- Your assignment -
What you return must be the full listing, word for word, with no images in it.

- Entries provided -

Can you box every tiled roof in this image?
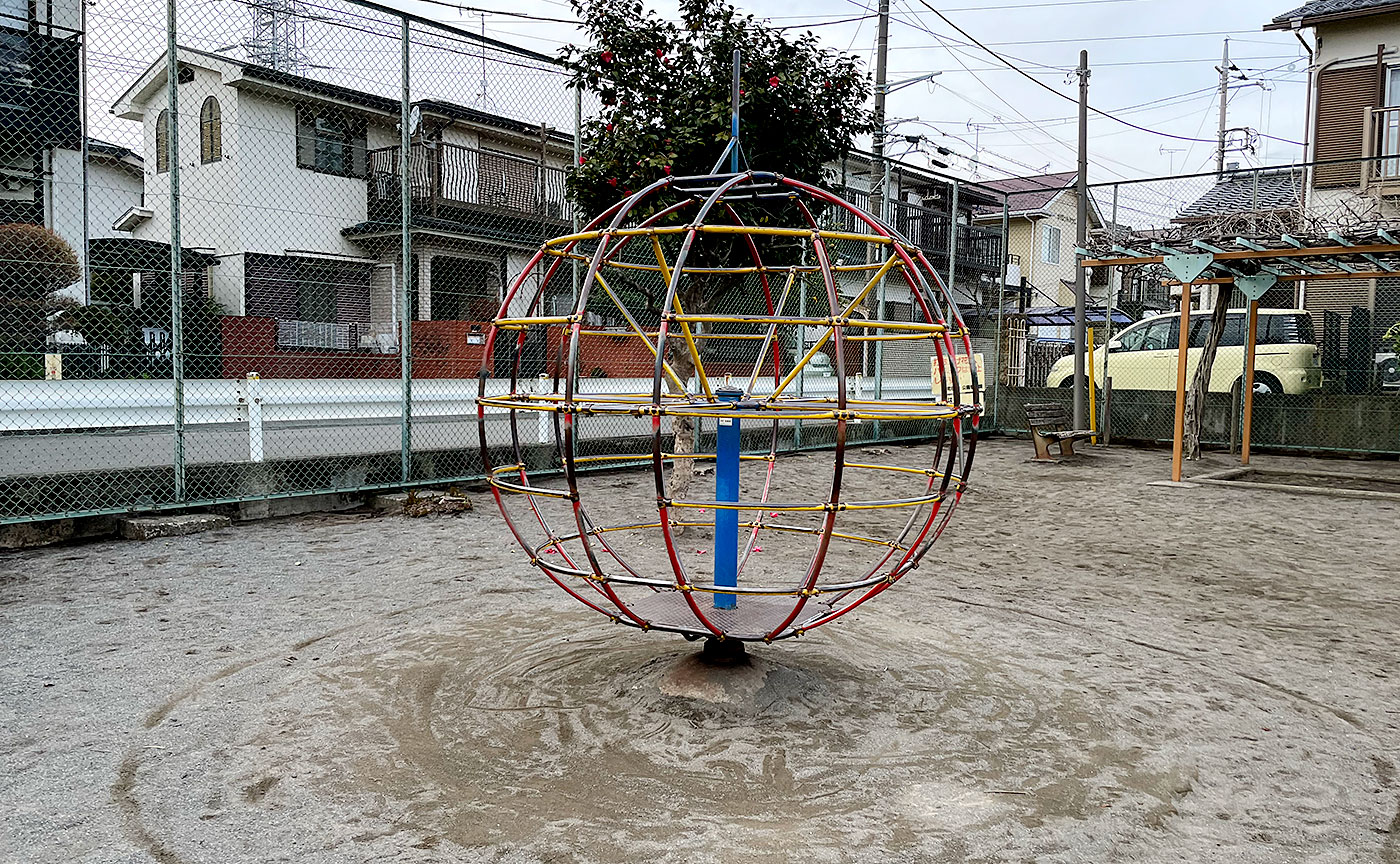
[975,171,1077,214]
[1175,168,1302,221]
[1268,0,1400,27]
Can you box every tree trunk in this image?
[1183,285,1231,460]
[666,341,696,536]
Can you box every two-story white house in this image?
[110,46,574,361]
[1266,0,1400,350]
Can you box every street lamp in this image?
[881,70,944,96]
[874,71,942,222]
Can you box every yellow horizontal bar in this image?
[494,315,573,327]
[671,314,948,333]
[843,333,938,342]
[843,461,946,478]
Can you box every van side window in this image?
[1139,318,1175,350]
[1188,318,1210,348]
[1189,313,1246,348]
[1115,325,1148,351]
[1259,313,1314,345]
[1220,315,1245,347]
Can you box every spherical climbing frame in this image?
[476,170,981,643]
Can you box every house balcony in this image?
[828,189,1003,277]
[888,199,1003,276]
[365,142,573,243]
[0,24,81,150]
[1362,107,1400,194]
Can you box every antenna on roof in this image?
[244,0,309,73]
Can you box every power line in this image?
[889,54,1300,75]
[908,1,1229,144]
[778,13,878,30]
[939,29,1286,49]
[891,1,1114,176]
[938,0,1155,10]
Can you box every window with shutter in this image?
[1314,65,1378,188]
[155,109,169,174]
[294,104,366,178]
[199,97,221,163]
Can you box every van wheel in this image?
[1234,372,1283,396]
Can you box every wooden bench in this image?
[1024,402,1094,461]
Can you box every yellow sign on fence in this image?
[930,352,984,402]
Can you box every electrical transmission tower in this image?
[244,0,309,73]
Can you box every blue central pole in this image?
[714,386,742,610]
[730,49,741,174]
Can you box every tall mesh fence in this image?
[0,0,1013,525]
[9,0,1400,526]
[988,157,1400,458]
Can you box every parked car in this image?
[1046,308,1322,394]
[789,349,834,378]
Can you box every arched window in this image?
[155,109,170,174]
[200,97,222,163]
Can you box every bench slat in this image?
[1024,401,1071,427]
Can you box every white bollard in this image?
[244,372,264,462]
[537,374,551,445]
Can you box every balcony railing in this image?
[368,141,573,223]
[1362,107,1400,191]
[889,199,1003,272]
[277,319,353,351]
[828,188,1003,273]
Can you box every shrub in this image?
[0,224,81,358]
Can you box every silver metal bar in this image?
[991,196,1009,428]
[399,17,413,484]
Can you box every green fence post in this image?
[399,17,412,485]
[165,0,184,503]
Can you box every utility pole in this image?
[1216,36,1230,178]
[870,0,890,221]
[1073,49,1089,430]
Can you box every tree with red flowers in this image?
[560,0,873,218]
[561,0,873,528]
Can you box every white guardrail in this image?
[0,374,939,462]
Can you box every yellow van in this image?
[1046,308,1322,394]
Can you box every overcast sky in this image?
[381,0,1312,185]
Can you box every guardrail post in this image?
[850,372,863,426]
[537,373,550,445]
[244,373,264,462]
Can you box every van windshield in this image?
[1186,311,1315,347]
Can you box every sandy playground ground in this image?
[2,438,1398,864]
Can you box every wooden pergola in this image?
[1080,230,1400,481]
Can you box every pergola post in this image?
[1242,300,1259,465]
[1232,273,1276,466]
[1160,254,1214,483]
[1171,288,1191,482]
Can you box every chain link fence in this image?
[986,157,1400,457]
[0,0,1017,525]
[16,0,1397,527]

- Task answer -
Can you box every tiled roof in this image?
[975,171,1077,214]
[1175,168,1302,221]
[1268,0,1400,27]
Can you box every tree trunk in this image?
[1183,285,1231,460]
[666,341,696,536]
Can you box every two-story white house in this image?
[110,46,574,361]
[1266,0,1400,350]
Can you box every street lamp in this image?
[881,70,944,96]
[874,71,942,222]
Can you box every yellow horizontal bar in this image?
[494,315,573,327]
[671,314,948,333]
[843,333,938,342]
[843,461,946,478]
Can you box every van side window in this image?
[1139,318,1175,350]
[1188,318,1210,348]
[1189,313,1246,348]
[1115,325,1148,351]
[1259,313,1314,345]
[1220,315,1245,347]
Can you box every spherical climbing frame in this image?
[476,170,981,643]
Can you box every house balcony in this image?
[828,189,1003,277]
[888,199,1003,276]
[365,142,573,243]
[0,24,81,150]
[1362,107,1400,194]
Can you box every antenna on roof in this image?
[244,0,309,73]
Can you box every power line in this image?
[889,54,1300,75]
[908,1,1229,144]
[778,13,878,30]
[939,29,1286,49]
[891,1,1114,176]
[938,0,1155,10]
Can you box every window with shutter in this image?
[1314,65,1378,188]
[155,109,169,174]
[294,104,366,178]
[199,97,221,163]
Can you box every van wheel in this image?
[1234,372,1283,396]
Can you box every wooden bench in this image?
[1024,402,1094,461]
Can you box every yellow sign on fence in this image?
[930,352,984,402]
Can you box every electrical transmission tower in this image?
[244,0,309,73]
Can you box every blue central pole in this image?
[714,386,742,610]
[730,49,741,174]
Can you box every tall mesh fence in this image?
[0,0,1013,525]
[9,0,1400,526]
[988,157,1400,458]
Can you box every parked car in this image?
[1046,308,1322,394]
[789,349,834,378]
Can you box every arched window in this image?
[155,109,170,174]
[200,97,222,163]
Can you box every bench slat in this image?
[1024,401,1071,427]
Can you box every white bollard in this image?
[244,372,264,462]
[537,374,551,445]
Can you box every balcony railing in this image?
[368,141,573,223]
[1362,107,1400,191]
[889,199,1003,272]
[277,319,353,351]
[828,188,1003,273]
Can you box every shrub in this image?
[0,224,81,358]
Can you box every silver metal bar in this image?
[991,196,1009,428]
[399,17,413,484]
Can you box every green fence post in this image?
[399,17,412,485]
[165,0,184,503]
Can you box every utility pole in this image?
[1216,36,1230,178]
[870,0,890,221]
[1073,49,1089,430]
Can you box every tree with red flowers in this image?
[560,0,873,218]
[561,0,873,528]
Can you box every white guardrail in this image?
[0,374,939,462]
Can you box every yellow van in this image?
[1046,308,1322,394]
Can you box every overcast sky in this image?
[381,0,1312,185]
Can you box every guardrail post in this image?
[850,372,863,426]
[537,373,550,445]
[244,373,264,462]
Can you box every van windshield in this image?
[1186,311,1315,347]
Can you box every sandy playground ground in this image?
[2,438,1398,864]
Can you box every wooden pergola in this image?
[1080,230,1400,481]
Can you box every pergola post in this image?
[1242,300,1259,465]
[1232,273,1276,466]
[1160,254,1214,483]
[1171,288,1191,482]
Can you box every chain link fence in this image?
[986,157,1400,457]
[0,0,1017,525]
[16,0,1397,527]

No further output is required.